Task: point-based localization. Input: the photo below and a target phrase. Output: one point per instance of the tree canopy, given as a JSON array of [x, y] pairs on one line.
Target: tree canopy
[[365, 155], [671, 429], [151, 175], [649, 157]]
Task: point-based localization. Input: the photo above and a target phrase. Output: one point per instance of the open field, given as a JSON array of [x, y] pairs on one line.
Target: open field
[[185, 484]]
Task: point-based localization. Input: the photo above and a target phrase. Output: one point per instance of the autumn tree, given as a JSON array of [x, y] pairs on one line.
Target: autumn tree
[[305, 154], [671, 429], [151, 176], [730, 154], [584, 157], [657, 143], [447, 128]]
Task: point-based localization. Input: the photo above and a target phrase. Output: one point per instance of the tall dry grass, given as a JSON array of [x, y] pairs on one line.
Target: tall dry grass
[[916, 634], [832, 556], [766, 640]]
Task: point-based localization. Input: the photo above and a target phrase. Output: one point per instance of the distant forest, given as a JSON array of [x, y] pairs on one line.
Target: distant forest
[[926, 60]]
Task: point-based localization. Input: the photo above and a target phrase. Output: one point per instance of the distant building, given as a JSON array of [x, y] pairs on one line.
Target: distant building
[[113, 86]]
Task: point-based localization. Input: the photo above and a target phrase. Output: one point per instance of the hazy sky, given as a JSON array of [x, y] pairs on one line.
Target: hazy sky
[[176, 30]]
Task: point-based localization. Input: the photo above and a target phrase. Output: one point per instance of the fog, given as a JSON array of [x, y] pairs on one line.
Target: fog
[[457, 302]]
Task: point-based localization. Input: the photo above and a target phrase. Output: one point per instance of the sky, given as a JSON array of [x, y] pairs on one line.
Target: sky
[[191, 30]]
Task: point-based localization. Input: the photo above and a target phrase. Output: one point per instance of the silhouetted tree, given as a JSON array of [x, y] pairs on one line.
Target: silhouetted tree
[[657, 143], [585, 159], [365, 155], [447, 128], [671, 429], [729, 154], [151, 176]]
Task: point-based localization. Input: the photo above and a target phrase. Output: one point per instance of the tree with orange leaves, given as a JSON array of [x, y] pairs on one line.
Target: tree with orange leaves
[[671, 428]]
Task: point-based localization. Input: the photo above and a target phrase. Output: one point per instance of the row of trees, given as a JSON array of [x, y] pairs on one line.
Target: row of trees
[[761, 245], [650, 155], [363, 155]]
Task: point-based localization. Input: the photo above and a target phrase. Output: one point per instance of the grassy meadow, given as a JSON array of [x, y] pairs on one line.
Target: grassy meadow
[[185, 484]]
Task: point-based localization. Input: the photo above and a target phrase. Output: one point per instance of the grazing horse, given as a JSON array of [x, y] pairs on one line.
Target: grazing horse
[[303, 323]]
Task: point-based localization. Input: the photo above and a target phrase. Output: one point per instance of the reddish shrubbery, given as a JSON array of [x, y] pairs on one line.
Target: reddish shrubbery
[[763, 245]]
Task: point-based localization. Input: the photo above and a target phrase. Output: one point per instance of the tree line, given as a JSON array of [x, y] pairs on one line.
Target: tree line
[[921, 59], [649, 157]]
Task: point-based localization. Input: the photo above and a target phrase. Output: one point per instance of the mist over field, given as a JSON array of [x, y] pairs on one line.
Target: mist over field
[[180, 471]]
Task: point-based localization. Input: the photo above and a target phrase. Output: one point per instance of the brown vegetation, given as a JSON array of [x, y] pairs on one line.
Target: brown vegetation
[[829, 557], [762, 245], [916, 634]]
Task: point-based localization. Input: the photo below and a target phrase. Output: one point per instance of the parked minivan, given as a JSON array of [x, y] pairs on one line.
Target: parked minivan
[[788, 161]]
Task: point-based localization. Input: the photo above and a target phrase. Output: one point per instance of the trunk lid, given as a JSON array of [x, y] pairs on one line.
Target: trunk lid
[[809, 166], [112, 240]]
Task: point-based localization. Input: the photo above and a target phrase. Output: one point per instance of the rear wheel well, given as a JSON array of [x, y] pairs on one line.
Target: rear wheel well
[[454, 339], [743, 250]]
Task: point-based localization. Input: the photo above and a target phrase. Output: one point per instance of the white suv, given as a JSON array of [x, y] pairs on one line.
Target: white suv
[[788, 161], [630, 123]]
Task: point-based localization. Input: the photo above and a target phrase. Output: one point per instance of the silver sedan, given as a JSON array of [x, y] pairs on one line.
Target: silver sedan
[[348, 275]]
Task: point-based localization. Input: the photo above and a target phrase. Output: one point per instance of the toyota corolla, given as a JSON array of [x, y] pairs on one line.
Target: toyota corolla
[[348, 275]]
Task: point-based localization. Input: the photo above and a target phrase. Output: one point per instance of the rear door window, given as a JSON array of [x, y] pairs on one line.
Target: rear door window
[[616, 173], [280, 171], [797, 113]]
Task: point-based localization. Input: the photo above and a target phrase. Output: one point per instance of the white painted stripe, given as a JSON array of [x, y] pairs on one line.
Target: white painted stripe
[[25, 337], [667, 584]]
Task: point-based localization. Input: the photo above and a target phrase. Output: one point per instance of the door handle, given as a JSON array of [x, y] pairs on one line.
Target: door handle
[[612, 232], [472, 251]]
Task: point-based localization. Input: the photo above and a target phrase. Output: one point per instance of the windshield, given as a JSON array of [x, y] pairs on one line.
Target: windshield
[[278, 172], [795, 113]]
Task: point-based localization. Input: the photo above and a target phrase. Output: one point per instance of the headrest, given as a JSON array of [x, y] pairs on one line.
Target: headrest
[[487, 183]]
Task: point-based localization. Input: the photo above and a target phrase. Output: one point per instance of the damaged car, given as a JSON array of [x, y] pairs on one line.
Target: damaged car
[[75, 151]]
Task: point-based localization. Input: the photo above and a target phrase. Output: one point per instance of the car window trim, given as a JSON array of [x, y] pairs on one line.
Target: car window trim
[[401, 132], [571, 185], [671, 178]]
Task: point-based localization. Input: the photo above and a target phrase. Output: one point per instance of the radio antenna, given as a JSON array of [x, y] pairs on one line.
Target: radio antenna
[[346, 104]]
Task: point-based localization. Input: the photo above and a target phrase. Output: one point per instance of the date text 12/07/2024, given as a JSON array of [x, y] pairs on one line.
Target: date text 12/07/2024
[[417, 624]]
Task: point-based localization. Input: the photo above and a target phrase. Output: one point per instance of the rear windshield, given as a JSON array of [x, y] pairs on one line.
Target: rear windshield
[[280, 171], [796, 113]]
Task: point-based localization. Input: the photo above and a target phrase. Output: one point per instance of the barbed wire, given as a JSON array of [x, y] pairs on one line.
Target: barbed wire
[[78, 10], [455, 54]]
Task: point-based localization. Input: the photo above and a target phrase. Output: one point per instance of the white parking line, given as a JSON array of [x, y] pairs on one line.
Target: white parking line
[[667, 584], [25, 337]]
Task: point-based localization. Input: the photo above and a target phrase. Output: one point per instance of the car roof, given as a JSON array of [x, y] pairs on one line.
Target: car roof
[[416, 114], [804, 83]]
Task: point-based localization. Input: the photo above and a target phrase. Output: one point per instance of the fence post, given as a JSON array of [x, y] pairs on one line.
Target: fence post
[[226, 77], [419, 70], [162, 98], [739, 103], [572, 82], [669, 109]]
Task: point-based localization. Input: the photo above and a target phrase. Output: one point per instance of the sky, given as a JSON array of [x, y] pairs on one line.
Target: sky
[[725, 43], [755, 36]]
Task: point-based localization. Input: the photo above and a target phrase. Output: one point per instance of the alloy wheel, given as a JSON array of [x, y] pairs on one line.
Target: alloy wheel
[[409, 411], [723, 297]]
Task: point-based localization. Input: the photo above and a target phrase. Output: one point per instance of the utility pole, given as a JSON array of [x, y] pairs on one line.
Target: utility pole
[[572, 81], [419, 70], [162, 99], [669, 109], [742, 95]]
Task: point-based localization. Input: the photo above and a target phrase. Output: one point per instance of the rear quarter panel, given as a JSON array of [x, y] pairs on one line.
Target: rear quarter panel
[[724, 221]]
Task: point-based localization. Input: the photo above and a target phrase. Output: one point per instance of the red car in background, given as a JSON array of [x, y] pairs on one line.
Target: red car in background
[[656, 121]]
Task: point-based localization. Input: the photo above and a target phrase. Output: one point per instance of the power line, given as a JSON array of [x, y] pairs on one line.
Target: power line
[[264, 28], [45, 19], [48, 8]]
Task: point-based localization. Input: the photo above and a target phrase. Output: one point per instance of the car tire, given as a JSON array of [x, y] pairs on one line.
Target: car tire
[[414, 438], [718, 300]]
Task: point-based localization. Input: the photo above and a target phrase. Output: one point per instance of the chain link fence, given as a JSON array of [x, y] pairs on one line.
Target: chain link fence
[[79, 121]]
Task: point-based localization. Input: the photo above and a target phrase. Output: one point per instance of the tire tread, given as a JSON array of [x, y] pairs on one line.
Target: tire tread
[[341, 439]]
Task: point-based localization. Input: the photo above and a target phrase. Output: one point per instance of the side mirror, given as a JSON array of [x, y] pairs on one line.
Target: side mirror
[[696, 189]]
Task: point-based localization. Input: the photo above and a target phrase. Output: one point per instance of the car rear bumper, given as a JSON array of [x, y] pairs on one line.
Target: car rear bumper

§ **TASK STATEMENT**: Every line in the listing that holds "below" belongs in the answer.

§ **ANSWER FOR THE TASK**:
Task: point-based localization. Input: the photo below and a target phrase. Output: one point per instance of the tree canopy, given as a JSON array of [x, y] pairs on one line.
Task: point-based localization. Input: the photo below and a target phrase. Output: one point per instance of the parked minivan, given as a JSON array of [x, y] pairs on one line.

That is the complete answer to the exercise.